#### Provided entries

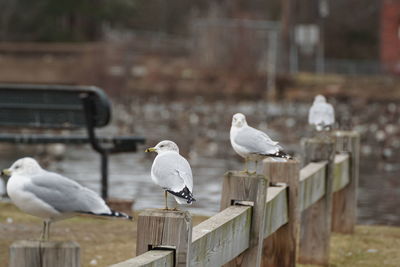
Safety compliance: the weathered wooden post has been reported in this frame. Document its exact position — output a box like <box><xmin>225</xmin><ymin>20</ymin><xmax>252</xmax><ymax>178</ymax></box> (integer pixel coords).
<box><xmin>9</xmin><ymin>240</ymin><xmax>80</xmax><ymax>267</ymax></box>
<box><xmin>299</xmin><ymin>136</ymin><xmax>335</xmax><ymax>266</ymax></box>
<box><xmin>262</xmin><ymin>159</ymin><xmax>300</xmax><ymax>267</ymax></box>
<box><xmin>221</xmin><ymin>171</ymin><xmax>268</xmax><ymax>267</ymax></box>
<box><xmin>332</xmin><ymin>131</ymin><xmax>360</xmax><ymax>234</ymax></box>
<box><xmin>136</xmin><ymin>209</ymin><xmax>192</xmax><ymax>267</ymax></box>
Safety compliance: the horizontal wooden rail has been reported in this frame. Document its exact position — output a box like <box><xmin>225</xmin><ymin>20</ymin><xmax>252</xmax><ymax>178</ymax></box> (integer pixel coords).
<box><xmin>333</xmin><ymin>154</ymin><xmax>350</xmax><ymax>192</ymax></box>
<box><xmin>299</xmin><ymin>161</ymin><xmax>327</xmax><ymax>212</ymax></box>
<box><xmin>110</xmin><ymin>250</ymin><xmax>174</xmax><ymax>267</ymax></box>
<box><xmin>190</xmin><ymin>206</ymin><xmax>252</xmax><ymax>266</ymax></box>
<box><xmin>264</xmin><ymin>184</ymin><xmax>288</xmax><ymax>238</ymax></box>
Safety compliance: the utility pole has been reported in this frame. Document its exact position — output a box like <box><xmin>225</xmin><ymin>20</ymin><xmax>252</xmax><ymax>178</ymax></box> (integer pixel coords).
<box><xmin>280</xmin><ymin>0</ymin><xmax>295</xmax><ymax>74</ymax></box>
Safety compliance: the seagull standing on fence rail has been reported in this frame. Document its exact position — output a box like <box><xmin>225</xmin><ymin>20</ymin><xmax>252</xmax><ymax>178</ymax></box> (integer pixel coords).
<box><xmin>230</xmin><ymin>113</ymin><xmax>292</xmax><ymax>173</ymax></box>
<box><xmin>146</xmin><ymin>140</ymin><xmax>196</xmax><ymax>210</ymax></box>
<box><xmin>308</xmin><ymin>95</ymin><xmax>335</xmax><ymax>131</ymax></box>
<box><xmin>2</xmin><ymin>157</ymin><xmax>132</xmax><ymax>240</ymax></box>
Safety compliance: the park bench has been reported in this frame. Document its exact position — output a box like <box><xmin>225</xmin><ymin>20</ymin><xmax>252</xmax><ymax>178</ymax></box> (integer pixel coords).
<box><xmin>0</xmin><ymin>84</ymin><xmax>145</xmax><ymax>199</ymax></box>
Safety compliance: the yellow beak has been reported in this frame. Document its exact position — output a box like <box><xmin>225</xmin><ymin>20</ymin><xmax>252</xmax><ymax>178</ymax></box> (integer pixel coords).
<box><xmin>1</xmin><ymin>169</ymin><xmax>11</xmax><ymax>176</ymax></box>
<box><xmin>144</xmin><ymin>147</ymin><xmax>156</xmax><ymax>152</ymax></box>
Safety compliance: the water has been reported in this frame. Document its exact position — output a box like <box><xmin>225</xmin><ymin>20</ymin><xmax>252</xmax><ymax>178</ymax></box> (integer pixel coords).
<box><xmin>0</xmin><ymin>98</ymin><xmax>400</xmax><ymax>225</ymax></box>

########

● **Exercise goal**
How many lines of the material contain "wooden"? Reply with only the number.

● **Written response**
2